Global warming sceptics are pointing to recent record cold temperatures in parts of North America and Asia and the return of Arctic Sea ice to suggest fears about climate change may be overblown.
According to the US National Climatic Data Center (NCDC), the average temperature of the global land surface in January 2008 was below the 20th century mean (-0.02°F/-0.01°C) for the first time since 1982.
Temperatures were also colder than average across large swathes of central Asia, the Middle East, the western US, western Alaska and southeastern China.
The NCDC reported that the cold conditions were associated with "the largest January snow cover extent on record for the Eurasian continent and for the Northern Hemisphere".
In some parts of China and central Asia, snow fell for the first time in living memory, the NCDC noted.

→ Brief 1
Please copy word for word the lines in the records below, from the line with "Locate every instance of the utility" up to and including the line with "Target: dark hillside".

→ Extracted records

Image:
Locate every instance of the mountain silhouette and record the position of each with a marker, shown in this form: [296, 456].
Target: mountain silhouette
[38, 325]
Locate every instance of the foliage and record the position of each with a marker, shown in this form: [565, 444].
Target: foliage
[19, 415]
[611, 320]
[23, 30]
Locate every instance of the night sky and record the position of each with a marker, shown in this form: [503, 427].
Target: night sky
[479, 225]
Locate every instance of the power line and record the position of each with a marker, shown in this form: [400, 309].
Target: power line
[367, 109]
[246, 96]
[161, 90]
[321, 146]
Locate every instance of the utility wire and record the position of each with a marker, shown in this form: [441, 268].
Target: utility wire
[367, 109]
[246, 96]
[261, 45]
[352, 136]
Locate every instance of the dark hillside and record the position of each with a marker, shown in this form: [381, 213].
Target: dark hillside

...

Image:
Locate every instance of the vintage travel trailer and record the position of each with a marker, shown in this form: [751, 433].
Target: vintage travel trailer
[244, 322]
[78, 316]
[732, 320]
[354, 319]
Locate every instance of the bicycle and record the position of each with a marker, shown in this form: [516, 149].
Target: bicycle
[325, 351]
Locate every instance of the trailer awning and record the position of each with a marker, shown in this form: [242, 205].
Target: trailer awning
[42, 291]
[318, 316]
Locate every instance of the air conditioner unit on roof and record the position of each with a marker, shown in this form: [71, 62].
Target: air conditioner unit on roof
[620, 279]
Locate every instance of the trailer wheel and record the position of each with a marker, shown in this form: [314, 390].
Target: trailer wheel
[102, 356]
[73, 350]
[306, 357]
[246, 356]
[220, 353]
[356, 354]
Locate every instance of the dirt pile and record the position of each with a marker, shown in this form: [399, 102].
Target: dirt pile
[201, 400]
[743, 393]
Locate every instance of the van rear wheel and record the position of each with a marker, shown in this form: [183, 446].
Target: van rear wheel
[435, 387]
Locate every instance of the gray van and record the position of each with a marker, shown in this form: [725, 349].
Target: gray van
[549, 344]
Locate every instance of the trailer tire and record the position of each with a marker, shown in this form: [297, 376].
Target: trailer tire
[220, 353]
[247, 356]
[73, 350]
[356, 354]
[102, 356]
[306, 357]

---

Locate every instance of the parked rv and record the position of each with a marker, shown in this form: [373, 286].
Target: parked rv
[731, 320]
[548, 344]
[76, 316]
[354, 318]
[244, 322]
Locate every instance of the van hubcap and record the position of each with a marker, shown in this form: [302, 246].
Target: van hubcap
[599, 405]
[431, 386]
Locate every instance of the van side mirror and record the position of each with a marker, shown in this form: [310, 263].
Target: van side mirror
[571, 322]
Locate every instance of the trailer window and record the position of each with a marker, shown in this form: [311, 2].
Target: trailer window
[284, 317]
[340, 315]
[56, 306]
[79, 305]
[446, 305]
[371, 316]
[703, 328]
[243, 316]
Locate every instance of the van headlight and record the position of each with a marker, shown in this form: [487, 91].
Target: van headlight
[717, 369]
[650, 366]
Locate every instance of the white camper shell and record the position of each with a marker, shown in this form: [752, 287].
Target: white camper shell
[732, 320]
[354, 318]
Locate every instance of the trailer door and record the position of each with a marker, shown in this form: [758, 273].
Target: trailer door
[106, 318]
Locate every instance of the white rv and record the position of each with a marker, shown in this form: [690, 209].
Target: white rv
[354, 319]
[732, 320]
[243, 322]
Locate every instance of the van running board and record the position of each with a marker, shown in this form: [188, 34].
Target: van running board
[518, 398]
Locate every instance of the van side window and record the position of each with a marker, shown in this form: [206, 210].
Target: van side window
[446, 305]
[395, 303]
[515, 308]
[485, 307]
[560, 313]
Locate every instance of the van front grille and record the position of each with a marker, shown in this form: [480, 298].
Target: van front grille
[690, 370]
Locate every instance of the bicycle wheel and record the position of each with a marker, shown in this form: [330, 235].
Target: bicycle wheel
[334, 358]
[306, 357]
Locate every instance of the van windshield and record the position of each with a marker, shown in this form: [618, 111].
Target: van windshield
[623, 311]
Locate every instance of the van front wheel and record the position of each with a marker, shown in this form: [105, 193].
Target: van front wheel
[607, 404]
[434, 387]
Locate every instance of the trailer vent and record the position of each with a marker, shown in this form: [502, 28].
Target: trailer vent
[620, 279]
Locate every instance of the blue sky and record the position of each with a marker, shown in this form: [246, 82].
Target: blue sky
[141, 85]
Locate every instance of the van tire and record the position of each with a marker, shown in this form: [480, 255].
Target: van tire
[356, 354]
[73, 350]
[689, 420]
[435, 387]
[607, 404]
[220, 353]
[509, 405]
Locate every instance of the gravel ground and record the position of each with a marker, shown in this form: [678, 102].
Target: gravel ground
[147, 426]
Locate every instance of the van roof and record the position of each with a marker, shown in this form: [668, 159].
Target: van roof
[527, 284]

→ Brief 2
Extend the article above on record cold temperatures and global warming skeptics, picking up from its last sentence.

→ Response 1
Locate every instance of the utility wire and record the position of each with a marker, shown in this form: [441, 268].
Target: utility wire
[367, 109]
[246, 96]
[261, 45]
[352, 136]
Locate every instance of the dark hillside and record the position of each with a marker, shown in this form: [381, 213].
Target: dark hillside

→ Response 2
"For the contiguous United States, the average temperature was 30.5°F (-0.83°C) for January, which was 0.3°F (0.2°C) below the 20th century mean and the 49th coolest January on record, based on preliminary data".
Much of North America was also hit by the heaviest snowfall since the 1960s.
Meanwhile, the US National Snow and Ice Data Centre found the January 2008 Northern Hemisphere sea ice extent, while below the 1979-2000 mean, was greater than the previous four years.
And the January 2008 Southern Hemisphere sea ice extent was significantly above the 1979-2000 mean, ranking as the largest sea ice extent in January over the 30-year historical period.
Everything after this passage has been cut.